* Provided material *
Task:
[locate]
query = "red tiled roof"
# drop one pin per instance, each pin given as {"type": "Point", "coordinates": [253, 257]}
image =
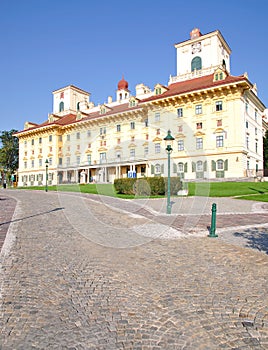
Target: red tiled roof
{"type": "Point", "coordinates": [179, 88]}
{"type": "Point", "coordinates": [196, 84]}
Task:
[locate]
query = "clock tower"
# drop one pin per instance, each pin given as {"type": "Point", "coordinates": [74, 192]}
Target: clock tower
{"type": "Point", "coordinates": [201, 55]}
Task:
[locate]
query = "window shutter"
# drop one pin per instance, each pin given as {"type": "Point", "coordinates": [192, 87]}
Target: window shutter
{"type": "Point", "coordinates": [226, 164]}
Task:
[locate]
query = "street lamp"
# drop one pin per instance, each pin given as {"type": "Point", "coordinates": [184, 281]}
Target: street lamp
{"type": "Point", "coordinates": [169, 139]}
{"type": "Point", "coordinates": [46, 162]}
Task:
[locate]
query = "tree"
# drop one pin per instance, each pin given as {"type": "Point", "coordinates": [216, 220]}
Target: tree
{"type": "Point", "coordinates": [9, 151]}
{"type": "Point", "coordinates": [265, 151]}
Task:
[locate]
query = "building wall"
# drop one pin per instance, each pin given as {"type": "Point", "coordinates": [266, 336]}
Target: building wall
{"type": "Point", "coordinates": [217, 131]}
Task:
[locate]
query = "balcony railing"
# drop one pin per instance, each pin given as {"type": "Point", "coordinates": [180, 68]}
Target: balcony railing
{"type": "Point", "coordinates": [109, 161]}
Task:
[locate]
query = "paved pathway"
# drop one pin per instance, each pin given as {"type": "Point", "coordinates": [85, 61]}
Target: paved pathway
{"type": "Point", "coordinates": [83, 272]}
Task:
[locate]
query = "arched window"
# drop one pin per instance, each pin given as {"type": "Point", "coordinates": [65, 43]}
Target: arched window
{"type": "Point", "coordinates": [196, 63]}
{"type": "Point", "coordinates": [220, 164]}
{"type": "Point", "coordinates": [199, 165]}
{"type": "Point", "coordinates": [157, 168]}
{"type": "Point", "coordinates": [180, 167]}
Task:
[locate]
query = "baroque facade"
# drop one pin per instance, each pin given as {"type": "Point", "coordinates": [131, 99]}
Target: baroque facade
{"type": "Point", "coordinates": [215, 118]}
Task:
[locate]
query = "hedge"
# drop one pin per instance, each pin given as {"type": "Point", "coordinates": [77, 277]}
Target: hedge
{"type": "Point", "coordinates": [147, 186]}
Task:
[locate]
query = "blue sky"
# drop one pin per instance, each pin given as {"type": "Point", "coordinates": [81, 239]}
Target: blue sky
{"type": "Point", "coordinates": [49, 44]}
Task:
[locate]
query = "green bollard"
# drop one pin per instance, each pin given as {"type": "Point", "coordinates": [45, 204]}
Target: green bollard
{"type": "Point", "coordinates": [213, 221]}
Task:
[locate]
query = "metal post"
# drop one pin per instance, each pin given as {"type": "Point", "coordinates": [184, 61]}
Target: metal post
{"type": "Point", "coordinates": [168, 194]}
{"type": "Point", "coordinates": [46, 175]}
{"type": "Point", "coordinates": [213, 221]}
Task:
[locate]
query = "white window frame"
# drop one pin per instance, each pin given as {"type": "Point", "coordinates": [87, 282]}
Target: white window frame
{"type": "Point", "coordinates": [180, 145]}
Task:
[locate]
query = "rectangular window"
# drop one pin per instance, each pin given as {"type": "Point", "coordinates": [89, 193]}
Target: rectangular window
{"type": "Point", "coordinates": [219, 141]}
{"type": "Point", "coordinates": [180, 112]}
{"type": "Point", "coordinates": [218, 106]}
{"type": "Point", "coordinates": [102, 157]}
{"type": "Point", "coordinates": [198, 109]}
{"type": "Point", "coordinates": [219, 165]}
{"type": "Point", "coordinates": [199, 143]}
{"type": "Point", "coordinates": [180, 167]}
{"type": "Point", "coordinates": [132, 153]}
{"type": "Point", "coordinates": [157, 117]}
{"type": "Point", "coordinates": [146, 151]}
{"type": "Point", "coordinates": [247, 142]}
{"type": "Point", "coordinates": [180, 145]}
{"type": "Point", "coordinates": [103, 131]}
{"type": "Point", "coordinates": [157, 148]}
{"type": "Point", "coordinates": [256, 115]}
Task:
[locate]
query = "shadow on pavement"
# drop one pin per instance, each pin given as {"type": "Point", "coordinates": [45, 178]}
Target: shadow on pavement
{"type": "Point", "coordinates": [255, 238]}
{"type": "Point", "coordinates": [30, 216]}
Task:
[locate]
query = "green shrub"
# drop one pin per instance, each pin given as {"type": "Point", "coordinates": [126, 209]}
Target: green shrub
{"type": "Point", "coordinates": [147, 186]}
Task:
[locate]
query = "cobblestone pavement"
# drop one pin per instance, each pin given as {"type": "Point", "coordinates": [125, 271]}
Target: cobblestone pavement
{"type": "Point", "coordinates": [84, 272]}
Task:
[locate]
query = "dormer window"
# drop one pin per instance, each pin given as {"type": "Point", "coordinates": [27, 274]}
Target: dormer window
{"type": "Point", "coordinates": [132, 102]}
{"type": "Point", "coordinates": [219, 75]}
{"type": "Point", "coordinates": [102, 110]}
{"type": "Point", "coordinates": [61, 106]}
{"type": "Point", "coordinates": [196, 64]}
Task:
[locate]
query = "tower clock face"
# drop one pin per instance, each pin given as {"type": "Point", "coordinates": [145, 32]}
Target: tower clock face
{"type": "Point", "coordinates": [196, 47]}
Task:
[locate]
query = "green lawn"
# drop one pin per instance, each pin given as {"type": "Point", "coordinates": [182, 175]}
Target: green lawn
{"type": "Point", "coordinates": [243, 190]}
{"type": "Point", "coordinates": [227, 189]}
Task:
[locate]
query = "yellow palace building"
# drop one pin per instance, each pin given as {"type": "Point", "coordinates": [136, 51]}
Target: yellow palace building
{"type": "Point", "coordinates": [214, 117]}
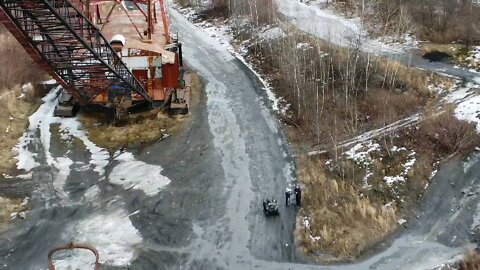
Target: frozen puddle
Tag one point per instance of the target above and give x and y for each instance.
(41, 122)
(112, 234)
(131, 173)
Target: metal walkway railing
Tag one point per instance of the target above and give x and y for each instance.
(69, 47)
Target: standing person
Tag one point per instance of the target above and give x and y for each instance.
(298, 195)
(287, 196)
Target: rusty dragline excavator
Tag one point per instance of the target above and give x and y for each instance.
(108, 52)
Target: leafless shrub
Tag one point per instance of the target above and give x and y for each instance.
(445, 134)
(470, 261)
(344, 222)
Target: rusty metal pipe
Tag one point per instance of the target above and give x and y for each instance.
(71, 246)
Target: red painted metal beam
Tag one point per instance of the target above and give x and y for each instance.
(35, 55)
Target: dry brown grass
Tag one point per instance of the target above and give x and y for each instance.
(470, 261)
(140, 128)
(16, 68)
(341, 93)
(346, 222)
(445, 135)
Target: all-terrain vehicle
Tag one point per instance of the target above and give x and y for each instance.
(270, 207)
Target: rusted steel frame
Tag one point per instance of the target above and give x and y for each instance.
(19, 34)
(71, 246)
(109, 15)
(131, 21)
(129, 79)
(141, 10)
(75, 25)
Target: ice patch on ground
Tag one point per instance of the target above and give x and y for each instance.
(112, 234)
(99, 156)
(91, 193)
(469, 110)
(221, 34)
(131, 173)
(26, 158)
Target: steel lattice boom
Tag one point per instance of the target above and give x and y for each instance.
(66, 44)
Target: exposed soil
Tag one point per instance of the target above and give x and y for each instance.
(437, 56)
(139, 128)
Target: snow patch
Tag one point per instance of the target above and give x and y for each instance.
(112, 234)
(469, 110)
(131, 173)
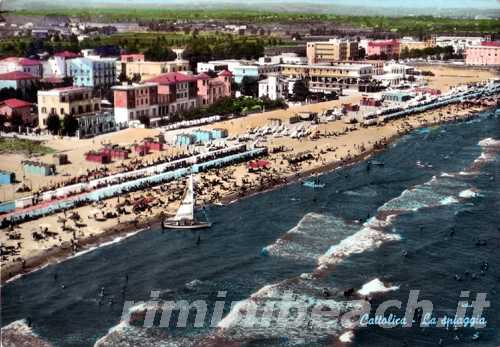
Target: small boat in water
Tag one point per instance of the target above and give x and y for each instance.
(376, 163)
(184, 218)
(313, 183)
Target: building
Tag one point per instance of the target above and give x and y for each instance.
(328, 78)
(485, 54)
(135, 101)
(254, 71)
(17, 80)
(285, 58)
(387, 48)
(459, 43)
(150, 69)
(94, 124)
(241, 68)
(61, 101)
(211, 89)
(7, 177)
(273, 87)
(93, 71)
(38, 168)
(409, 43)
(219, 65)
(396, 96)
(58, 64)
(129, 58)
(177, 93)
(33, 67)
(17, 108)
(331, 51)
(121, 65)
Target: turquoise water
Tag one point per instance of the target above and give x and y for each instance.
(431, 183)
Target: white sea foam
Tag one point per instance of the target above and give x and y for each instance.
(309, 238)
(19, 326)
(19, 333)
(366, 239)
(468, 193)
(268, 313)
(449, 200)
(375, 286)
(193, 284)
(346, 337)
(489, 142)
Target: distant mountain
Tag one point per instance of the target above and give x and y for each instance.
(466, 8)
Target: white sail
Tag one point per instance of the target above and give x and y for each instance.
(186, 210)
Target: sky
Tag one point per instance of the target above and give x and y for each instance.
(431, 6)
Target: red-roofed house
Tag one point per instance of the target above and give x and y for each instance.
(211, 89)
(17, 79)
(135, 101)
(177, 92)
(31, 66)
(16, 107)
(389, 48)
(59, 63)
(488, 53)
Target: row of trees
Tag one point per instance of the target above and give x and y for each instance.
(443, 53)
(67, 126)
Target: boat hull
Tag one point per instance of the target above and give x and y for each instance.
(195, 225)
(313, 185)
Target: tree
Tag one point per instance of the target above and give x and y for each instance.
(16, 120)
(53, 123)
(249, 86)
(145, 120)
(70, 125)
(300, 91)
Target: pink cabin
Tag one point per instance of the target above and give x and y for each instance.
(98, 157)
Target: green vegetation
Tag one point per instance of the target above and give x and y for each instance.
(238, 106)
(28, 147)
(156, 46)
(444, 52)
(414, 25)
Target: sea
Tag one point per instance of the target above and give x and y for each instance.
(425, 216)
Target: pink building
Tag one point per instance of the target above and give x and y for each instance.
(129, 58)
(16, 107)
(211, 89)
(135, 101)
(177, 92)
(488, 53)
(30, 66)
(389, 48)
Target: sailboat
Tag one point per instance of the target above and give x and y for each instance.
(313, 183)
(184, 218)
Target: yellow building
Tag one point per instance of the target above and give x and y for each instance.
(151, 69)
(331, 51)
(62, 101)
(410, 43)
(327, 78)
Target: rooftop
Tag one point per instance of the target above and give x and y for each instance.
(58, 91)
(21, 61)
(67, 54)
(16, 76)
(172, 78)
(16, 103)
(134, 86)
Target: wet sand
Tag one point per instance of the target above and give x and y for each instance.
(216, 186)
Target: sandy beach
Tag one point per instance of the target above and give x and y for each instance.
(335, 144)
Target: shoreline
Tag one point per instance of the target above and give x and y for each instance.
(57, 254)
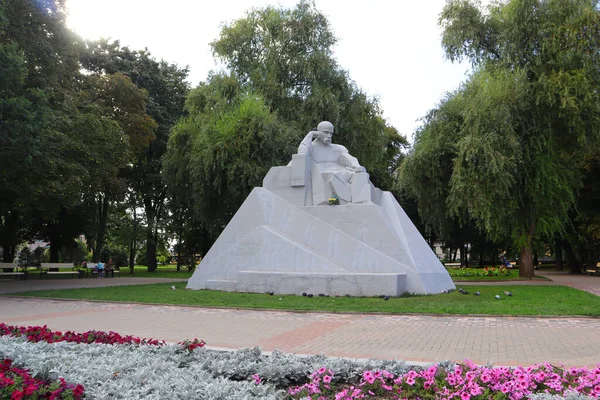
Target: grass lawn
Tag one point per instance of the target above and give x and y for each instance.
(526, 300)
(169, 271)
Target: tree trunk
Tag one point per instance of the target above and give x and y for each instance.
(9, 237)
(102, 219)
(526, 256)
(151, 250)
(8, 253)
(526, 262)
(133, 242)
(153, 215)
(179, 241)
(571, 258)
(558, 253)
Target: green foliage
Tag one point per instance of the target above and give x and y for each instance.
(479, 272)
(526, 300)
(282, 80)
(166, 90)
(518, 129)
(224, 149)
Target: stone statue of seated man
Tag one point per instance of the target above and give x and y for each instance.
(328, 170)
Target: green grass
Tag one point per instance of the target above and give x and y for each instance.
(526, 300)
(169, 271)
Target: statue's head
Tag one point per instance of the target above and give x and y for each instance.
(325, 132)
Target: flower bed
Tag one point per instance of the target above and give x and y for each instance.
(42, 333)
(463, 381)
(189, 370)
(475, 272)
(16, 383)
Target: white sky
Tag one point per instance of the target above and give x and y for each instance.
(391, 48)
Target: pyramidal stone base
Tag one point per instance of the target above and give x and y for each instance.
(275, 244)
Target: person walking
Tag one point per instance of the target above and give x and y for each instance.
(100, 269)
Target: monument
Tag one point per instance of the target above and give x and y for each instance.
(287, 237)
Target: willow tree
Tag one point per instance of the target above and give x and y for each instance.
(530, 112)
(286, 55)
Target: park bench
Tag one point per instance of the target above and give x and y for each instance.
(15, 273)
(92, 267)
(62, 267)
(452, 265)
(593, 271)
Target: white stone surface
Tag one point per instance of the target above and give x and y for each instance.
(357, 284)
(285, 237)
(270, 235)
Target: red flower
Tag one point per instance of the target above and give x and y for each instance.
(78, 390)
(30, 390)
(17, 395)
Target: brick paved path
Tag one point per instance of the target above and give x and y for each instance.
(500, 340)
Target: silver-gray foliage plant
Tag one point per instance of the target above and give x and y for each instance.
(151, 372)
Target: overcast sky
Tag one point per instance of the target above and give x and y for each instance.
(390, 48)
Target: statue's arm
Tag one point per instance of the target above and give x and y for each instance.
(348, 161)
(306, 144)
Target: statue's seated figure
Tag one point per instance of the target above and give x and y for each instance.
(328, 170)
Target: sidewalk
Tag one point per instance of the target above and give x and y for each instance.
(417, 338)
(14, 286)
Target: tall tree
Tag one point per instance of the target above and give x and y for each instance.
(40, 68)
(224, 149)
(281, 81)
(166, 87)
(531, 112)
(286, 56)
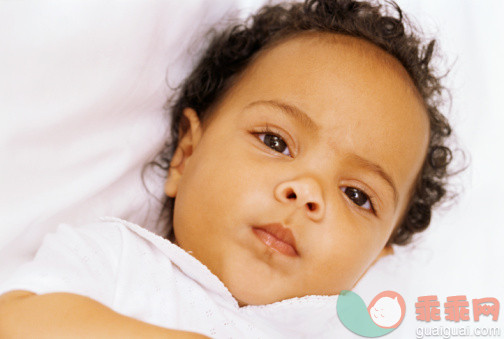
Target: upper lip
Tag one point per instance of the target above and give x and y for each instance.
(280, 232)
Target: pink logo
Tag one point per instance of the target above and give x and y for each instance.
(387, 309)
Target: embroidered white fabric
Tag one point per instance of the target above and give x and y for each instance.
(142, 275)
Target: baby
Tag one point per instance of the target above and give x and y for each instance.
(306, 142)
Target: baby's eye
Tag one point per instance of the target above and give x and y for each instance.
(358, 197)
(275, 142)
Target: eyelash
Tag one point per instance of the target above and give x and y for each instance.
(268, 131)
(369, 200)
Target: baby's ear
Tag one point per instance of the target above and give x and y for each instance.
(387, 250)
(189, 136)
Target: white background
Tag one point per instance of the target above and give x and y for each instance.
(81, 90)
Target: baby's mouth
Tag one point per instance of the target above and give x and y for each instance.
(278, 238)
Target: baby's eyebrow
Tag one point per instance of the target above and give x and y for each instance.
(292, 111)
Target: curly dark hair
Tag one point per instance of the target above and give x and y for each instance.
(232, 50)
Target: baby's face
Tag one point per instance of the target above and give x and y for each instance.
(302, 171)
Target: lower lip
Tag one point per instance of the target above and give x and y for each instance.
(273, 242)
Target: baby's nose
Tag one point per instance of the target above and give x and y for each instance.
(305, 193)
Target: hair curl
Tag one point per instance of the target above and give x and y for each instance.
(232, 50)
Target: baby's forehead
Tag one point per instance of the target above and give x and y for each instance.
(343, 46)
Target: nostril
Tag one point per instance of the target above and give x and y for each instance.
(291, 195)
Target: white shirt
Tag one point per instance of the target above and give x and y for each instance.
(142, 275)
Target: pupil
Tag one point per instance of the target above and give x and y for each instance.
(275, 142)
(354, 194)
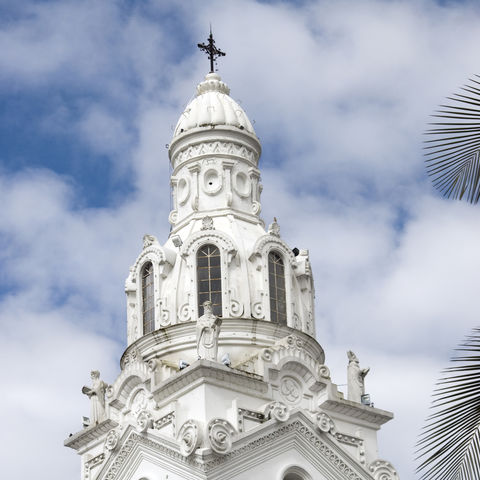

* Task item *
In the material above, find each line that has the string "water" and return it.

* Output of the task *
Target: small boat in water
Target: turquoise water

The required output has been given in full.